* WHAT IS ASKED *
Reproduce verbatim the entries below, starting with the line that contains "Q. Point to the spare" and going on through the line that contains "pixel 115 228", with both of those lines included.

* DATA RECORDS *

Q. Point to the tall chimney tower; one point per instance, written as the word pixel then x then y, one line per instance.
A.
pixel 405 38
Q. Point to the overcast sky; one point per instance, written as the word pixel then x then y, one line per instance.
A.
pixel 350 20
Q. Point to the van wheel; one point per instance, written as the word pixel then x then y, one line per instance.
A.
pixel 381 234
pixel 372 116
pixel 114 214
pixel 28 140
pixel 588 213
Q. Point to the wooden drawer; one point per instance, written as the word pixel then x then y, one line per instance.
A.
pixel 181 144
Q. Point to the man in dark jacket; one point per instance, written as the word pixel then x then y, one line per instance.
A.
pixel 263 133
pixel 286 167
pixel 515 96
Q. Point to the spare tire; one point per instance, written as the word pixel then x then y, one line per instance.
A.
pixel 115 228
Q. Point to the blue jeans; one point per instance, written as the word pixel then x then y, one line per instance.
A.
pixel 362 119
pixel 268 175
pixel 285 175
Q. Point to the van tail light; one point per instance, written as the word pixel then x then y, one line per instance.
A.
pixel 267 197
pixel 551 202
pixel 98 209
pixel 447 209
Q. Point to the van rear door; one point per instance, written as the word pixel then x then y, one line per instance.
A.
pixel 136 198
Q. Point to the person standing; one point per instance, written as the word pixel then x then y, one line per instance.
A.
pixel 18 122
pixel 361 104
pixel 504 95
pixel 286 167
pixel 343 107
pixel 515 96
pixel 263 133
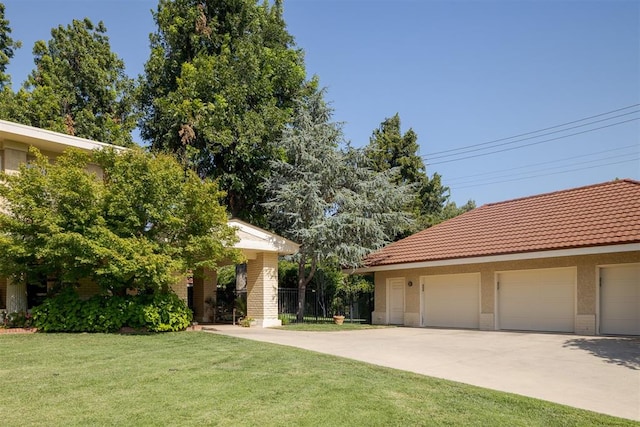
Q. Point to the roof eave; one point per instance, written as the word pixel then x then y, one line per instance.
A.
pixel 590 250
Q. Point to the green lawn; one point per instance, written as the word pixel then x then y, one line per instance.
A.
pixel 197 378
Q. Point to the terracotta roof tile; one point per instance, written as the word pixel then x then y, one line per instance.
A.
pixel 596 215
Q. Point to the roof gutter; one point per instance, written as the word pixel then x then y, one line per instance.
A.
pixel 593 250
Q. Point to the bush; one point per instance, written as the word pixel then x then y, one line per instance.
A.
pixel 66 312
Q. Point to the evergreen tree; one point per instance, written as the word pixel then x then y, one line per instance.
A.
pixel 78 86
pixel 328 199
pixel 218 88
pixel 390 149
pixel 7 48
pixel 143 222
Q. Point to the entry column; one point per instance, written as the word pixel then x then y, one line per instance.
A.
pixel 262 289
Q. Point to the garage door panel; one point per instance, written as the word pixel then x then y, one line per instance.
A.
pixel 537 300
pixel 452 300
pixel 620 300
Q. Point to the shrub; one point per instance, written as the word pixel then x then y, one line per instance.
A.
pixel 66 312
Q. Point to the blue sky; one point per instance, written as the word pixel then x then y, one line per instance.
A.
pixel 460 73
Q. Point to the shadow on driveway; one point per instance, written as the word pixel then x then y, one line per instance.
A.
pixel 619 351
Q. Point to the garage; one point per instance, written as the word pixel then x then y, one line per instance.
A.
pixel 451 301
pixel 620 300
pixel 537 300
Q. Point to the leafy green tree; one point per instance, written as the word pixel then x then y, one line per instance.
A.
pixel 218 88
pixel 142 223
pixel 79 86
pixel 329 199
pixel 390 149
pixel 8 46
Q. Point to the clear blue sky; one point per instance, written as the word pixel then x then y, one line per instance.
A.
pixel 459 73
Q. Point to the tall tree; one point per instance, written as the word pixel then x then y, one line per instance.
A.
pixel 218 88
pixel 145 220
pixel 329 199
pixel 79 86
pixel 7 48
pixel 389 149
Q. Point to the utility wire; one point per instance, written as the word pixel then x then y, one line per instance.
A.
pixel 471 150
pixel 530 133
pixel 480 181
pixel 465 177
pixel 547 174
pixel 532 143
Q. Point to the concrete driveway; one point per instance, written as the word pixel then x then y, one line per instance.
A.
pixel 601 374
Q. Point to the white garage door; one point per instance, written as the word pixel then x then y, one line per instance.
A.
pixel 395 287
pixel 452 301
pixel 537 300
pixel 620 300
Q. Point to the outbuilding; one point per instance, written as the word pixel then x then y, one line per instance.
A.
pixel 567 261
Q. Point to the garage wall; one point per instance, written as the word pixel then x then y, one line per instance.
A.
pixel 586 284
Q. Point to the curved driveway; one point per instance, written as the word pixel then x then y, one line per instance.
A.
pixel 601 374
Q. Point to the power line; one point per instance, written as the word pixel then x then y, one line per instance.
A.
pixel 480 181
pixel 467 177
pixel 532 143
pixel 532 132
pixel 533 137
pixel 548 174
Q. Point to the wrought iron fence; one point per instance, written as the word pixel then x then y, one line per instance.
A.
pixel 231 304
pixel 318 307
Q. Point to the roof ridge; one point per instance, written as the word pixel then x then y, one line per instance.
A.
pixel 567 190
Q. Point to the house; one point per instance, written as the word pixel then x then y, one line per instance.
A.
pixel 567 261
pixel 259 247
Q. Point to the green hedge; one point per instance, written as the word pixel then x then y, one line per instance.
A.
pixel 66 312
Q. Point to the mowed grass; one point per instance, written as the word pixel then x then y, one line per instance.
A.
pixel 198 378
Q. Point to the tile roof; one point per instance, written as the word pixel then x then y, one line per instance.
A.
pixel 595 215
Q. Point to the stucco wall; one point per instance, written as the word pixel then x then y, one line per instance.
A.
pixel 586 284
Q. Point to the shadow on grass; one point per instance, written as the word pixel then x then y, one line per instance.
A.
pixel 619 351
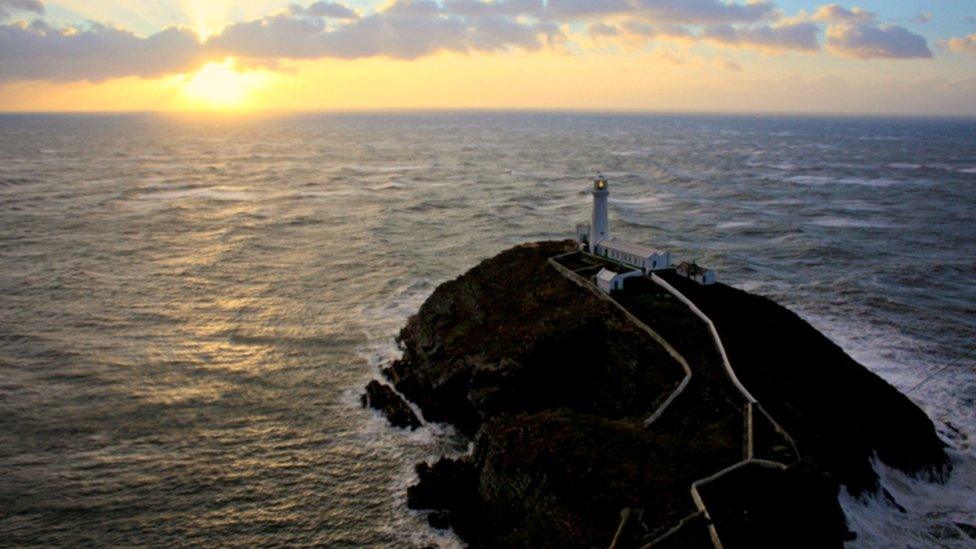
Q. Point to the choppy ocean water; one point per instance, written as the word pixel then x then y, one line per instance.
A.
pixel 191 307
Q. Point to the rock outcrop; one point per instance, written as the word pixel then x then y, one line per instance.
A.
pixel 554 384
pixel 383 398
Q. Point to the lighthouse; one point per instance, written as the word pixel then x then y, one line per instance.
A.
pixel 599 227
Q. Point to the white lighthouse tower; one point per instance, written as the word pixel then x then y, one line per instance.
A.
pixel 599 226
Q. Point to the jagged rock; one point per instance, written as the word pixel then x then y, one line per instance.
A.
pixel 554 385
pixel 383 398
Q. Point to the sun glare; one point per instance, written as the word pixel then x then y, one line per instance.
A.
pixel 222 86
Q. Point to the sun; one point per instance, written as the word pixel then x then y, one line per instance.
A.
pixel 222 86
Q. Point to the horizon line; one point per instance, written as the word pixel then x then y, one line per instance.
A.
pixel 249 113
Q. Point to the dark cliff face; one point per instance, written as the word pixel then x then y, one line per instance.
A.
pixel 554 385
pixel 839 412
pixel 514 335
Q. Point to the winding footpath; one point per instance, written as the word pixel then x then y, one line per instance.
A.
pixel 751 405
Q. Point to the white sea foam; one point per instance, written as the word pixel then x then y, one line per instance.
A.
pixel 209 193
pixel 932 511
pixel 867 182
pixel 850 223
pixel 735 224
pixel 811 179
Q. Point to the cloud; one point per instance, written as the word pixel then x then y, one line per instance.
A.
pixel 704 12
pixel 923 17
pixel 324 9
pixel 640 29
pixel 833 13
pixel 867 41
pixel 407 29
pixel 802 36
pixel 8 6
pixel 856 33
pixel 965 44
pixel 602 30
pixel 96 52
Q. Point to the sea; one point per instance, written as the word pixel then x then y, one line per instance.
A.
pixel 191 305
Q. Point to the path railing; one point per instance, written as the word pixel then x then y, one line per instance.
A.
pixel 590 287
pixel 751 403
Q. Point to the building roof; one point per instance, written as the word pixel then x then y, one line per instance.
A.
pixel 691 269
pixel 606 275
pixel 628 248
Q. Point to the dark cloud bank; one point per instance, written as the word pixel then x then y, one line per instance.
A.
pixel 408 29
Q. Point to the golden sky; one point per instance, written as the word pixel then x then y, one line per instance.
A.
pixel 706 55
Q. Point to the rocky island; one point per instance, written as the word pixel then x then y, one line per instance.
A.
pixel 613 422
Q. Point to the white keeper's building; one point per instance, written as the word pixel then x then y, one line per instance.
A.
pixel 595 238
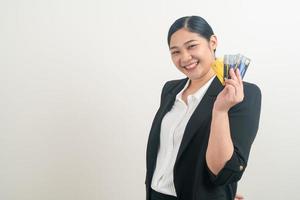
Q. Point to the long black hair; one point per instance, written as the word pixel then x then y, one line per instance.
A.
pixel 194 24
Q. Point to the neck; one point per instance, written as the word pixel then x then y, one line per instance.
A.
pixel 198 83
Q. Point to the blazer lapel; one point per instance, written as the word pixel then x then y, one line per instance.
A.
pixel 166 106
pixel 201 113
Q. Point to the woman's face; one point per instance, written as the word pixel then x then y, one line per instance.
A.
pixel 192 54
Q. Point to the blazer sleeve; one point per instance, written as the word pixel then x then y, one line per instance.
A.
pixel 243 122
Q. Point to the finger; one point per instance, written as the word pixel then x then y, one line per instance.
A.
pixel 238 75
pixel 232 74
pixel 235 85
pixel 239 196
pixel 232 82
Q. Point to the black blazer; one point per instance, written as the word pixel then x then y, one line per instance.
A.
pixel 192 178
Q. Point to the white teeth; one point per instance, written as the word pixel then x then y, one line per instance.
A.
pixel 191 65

==

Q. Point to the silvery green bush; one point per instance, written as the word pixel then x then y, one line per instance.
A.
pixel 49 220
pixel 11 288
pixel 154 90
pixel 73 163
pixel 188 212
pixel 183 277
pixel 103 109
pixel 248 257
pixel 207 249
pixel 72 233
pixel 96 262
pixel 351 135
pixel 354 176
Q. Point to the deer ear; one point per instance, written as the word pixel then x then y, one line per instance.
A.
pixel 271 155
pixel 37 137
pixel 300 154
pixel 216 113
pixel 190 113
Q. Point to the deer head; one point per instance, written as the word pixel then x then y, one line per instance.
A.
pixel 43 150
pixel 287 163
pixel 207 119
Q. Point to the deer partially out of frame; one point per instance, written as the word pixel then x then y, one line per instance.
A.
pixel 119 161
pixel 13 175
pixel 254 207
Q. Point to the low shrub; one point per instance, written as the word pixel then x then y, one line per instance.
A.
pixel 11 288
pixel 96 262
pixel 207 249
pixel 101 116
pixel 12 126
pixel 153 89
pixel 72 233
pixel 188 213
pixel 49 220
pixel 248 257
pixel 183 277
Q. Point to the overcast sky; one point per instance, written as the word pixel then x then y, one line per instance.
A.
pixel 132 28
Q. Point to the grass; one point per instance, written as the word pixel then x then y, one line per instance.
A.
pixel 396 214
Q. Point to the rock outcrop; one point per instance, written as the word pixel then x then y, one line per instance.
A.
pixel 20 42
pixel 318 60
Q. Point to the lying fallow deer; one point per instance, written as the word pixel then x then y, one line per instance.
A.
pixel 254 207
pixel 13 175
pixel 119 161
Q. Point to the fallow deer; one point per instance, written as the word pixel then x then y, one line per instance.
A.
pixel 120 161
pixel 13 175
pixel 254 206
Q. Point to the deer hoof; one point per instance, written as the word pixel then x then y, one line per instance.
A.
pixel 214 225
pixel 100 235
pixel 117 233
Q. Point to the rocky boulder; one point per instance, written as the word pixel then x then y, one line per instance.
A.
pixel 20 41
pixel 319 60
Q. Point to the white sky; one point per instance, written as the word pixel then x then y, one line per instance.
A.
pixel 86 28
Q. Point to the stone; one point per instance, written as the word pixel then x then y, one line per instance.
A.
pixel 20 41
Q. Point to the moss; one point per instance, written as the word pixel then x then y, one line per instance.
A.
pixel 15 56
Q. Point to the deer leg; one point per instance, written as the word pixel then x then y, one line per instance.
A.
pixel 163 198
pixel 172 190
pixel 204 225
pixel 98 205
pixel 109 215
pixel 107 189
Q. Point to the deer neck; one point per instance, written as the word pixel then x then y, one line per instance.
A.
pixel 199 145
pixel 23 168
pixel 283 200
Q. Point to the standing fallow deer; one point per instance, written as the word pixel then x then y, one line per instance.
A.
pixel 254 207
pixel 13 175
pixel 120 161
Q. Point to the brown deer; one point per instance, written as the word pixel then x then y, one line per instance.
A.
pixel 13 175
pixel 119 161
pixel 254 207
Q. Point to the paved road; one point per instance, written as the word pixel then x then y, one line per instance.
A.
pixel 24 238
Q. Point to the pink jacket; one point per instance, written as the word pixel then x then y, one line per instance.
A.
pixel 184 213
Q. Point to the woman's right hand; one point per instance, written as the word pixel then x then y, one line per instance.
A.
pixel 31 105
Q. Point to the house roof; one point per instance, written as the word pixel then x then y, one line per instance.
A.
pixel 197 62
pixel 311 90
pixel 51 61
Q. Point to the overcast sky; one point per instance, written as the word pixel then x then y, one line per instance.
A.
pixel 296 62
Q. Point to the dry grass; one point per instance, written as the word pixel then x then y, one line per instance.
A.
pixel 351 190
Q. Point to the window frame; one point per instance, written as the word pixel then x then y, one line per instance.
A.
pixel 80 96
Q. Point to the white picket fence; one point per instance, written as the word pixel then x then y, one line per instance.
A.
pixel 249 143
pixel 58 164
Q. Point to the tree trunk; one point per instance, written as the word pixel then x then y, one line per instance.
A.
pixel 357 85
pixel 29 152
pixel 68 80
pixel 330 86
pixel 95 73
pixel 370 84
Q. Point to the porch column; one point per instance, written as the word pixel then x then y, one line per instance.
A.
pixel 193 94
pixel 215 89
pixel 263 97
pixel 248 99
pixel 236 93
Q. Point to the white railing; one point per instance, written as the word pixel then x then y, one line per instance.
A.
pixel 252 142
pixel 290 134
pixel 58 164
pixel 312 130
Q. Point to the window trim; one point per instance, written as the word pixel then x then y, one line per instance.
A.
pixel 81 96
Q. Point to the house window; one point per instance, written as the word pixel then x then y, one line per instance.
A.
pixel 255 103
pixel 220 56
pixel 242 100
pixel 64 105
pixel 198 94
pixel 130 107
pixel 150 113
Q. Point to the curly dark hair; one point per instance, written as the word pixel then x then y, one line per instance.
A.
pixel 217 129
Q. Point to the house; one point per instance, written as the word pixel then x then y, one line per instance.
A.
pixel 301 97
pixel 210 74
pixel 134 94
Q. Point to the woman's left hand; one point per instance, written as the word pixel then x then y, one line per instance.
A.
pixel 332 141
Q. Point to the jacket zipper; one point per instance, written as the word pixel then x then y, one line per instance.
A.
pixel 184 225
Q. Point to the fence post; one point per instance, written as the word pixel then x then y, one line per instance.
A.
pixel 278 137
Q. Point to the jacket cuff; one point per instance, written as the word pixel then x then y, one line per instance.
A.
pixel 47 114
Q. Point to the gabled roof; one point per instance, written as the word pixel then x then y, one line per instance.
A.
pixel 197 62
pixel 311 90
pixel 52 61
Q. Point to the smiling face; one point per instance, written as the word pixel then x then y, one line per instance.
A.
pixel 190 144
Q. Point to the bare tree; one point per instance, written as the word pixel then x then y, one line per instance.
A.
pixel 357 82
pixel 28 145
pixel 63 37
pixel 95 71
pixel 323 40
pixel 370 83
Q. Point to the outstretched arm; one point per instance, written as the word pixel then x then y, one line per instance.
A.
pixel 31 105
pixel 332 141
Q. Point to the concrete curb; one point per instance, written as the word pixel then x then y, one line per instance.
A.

* RESULT OF THE TASK *
Q. Point to the spare tire; one point per instance, written as the word pixel then x then y, one line per instance.
A.
pixel 115 228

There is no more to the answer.